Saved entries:
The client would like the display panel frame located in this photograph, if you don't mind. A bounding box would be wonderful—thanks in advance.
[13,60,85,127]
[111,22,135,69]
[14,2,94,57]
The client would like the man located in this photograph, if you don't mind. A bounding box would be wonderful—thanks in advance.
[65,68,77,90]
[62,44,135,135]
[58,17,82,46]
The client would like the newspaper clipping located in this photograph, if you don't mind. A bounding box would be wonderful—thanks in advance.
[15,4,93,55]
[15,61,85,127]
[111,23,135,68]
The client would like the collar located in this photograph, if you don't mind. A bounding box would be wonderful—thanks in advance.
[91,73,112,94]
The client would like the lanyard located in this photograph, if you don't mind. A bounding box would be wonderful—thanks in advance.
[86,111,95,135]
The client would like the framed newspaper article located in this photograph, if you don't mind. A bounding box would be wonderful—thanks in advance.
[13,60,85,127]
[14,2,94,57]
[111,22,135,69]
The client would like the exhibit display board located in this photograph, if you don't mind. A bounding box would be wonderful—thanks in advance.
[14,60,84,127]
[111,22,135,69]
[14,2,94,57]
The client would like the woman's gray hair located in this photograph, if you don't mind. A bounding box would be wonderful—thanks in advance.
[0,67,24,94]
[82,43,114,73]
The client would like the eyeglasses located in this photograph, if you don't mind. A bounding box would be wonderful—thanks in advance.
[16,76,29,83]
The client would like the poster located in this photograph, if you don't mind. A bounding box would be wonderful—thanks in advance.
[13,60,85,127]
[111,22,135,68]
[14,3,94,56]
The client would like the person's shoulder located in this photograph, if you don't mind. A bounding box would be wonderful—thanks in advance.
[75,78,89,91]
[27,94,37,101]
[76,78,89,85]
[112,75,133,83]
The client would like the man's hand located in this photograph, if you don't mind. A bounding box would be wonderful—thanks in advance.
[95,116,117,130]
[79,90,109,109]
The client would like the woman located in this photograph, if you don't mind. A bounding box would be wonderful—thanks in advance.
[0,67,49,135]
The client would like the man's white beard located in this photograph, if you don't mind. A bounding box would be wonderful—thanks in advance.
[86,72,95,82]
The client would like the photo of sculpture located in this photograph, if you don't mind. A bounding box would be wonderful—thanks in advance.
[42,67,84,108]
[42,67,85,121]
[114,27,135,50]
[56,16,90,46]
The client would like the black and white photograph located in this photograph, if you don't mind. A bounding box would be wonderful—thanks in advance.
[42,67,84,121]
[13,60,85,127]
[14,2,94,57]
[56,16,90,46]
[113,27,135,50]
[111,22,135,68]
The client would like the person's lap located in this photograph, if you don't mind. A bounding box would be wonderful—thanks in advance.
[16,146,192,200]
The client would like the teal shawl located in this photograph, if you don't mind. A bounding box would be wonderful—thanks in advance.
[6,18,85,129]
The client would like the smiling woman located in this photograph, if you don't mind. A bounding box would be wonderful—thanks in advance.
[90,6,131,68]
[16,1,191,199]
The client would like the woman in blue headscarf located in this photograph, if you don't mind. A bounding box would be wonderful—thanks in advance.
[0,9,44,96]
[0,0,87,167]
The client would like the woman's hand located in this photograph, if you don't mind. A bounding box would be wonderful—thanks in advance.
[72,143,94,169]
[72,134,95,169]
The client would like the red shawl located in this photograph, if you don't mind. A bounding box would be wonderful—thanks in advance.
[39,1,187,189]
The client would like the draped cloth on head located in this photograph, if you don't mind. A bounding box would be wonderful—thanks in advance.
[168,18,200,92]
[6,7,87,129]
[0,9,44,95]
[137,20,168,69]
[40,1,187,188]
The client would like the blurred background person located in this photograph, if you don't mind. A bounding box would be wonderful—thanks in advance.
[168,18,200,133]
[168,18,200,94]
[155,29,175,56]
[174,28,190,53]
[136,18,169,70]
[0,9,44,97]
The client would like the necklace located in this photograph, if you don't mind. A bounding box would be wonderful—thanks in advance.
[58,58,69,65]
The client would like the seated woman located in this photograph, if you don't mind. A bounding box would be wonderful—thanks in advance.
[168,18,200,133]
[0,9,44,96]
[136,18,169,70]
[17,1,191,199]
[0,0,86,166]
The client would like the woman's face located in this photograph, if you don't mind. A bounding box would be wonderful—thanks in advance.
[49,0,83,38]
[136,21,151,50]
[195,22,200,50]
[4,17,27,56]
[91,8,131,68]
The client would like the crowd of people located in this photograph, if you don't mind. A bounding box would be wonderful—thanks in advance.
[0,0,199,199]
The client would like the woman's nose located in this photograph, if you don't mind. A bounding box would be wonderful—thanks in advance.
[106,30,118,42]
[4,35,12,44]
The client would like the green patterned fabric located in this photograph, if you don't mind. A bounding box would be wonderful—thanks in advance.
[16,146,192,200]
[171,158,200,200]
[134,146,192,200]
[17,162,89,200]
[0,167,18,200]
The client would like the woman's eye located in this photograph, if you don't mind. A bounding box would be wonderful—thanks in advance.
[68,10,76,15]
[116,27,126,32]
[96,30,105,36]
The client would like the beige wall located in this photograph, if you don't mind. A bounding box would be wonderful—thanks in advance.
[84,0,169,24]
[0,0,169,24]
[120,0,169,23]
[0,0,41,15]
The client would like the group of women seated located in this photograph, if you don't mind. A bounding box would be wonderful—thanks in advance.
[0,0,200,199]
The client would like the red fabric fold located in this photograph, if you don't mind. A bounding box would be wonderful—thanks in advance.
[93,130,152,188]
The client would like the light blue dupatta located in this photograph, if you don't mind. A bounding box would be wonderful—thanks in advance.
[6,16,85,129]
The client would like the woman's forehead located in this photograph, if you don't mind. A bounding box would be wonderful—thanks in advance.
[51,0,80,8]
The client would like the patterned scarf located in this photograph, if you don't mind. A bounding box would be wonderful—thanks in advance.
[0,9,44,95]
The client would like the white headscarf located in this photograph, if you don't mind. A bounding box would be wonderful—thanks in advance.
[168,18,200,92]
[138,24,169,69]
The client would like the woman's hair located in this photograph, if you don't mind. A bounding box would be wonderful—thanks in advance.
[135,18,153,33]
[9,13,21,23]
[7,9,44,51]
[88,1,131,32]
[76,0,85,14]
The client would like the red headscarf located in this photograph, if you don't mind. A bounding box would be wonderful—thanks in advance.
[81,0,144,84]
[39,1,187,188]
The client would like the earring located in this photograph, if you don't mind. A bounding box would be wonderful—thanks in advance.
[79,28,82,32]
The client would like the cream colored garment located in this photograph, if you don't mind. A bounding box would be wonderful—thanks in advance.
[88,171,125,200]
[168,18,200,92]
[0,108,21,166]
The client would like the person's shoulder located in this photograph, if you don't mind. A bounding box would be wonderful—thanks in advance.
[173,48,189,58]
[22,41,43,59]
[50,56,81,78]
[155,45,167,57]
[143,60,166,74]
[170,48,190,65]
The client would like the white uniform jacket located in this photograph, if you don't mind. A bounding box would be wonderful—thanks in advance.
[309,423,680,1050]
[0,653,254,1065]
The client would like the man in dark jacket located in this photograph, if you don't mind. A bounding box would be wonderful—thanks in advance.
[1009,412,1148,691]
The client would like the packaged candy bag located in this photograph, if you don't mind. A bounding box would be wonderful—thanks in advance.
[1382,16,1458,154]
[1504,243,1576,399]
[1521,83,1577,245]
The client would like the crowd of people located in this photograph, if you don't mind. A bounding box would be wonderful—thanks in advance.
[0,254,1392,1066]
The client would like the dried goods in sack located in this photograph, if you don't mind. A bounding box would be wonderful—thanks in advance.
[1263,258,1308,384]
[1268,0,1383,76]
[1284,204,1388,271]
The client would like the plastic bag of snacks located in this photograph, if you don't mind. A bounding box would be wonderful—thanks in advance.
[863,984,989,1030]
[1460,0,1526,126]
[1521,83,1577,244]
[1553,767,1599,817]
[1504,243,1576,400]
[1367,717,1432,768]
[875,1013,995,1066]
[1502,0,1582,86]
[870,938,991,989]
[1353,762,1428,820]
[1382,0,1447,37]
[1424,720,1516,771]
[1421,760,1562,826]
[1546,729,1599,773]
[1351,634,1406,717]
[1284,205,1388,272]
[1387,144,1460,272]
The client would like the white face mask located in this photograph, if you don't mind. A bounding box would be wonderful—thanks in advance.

> [Your task] Nothing but the lines from the one with "The client would like the dried" through the last line of the records above should be retyped, and those word for word.

> [Written answer]
The client would like the dried goods in sack located in this photograph, if you don't mind. A bounding box would be wonderful—thanks in advance.
[1263,258,1308,384]
[1268,0,1383,76]
[1284,204,1388,271]
The client would like the plastic bag of snacks located in this photograph, if you don't mind. A bounding box would be wonderful—thanks in advance.
[863,984,989,1030]
[1460,0,1526,126]
[1521,83,1577,244]
[1553,767,1599,817]
[1504,243,1576,400]
[1367,717,1432,768]
[875,1013,995,1066]
[1502,0,1582,86]
[870,938,991,989]
[1353,762,1428,820]
[1382,0,1447,37]
[1424,720,1516,771]
[1421,760,1562,826]
[1546,729,1599,773]
[1351,634,1406,717]
[1284,205,1388,272]
[1387,144,1460,272]
The client would like the white face mask located in this photograph, if you don't mind. A bounding box would be wonderful—thanks in advance.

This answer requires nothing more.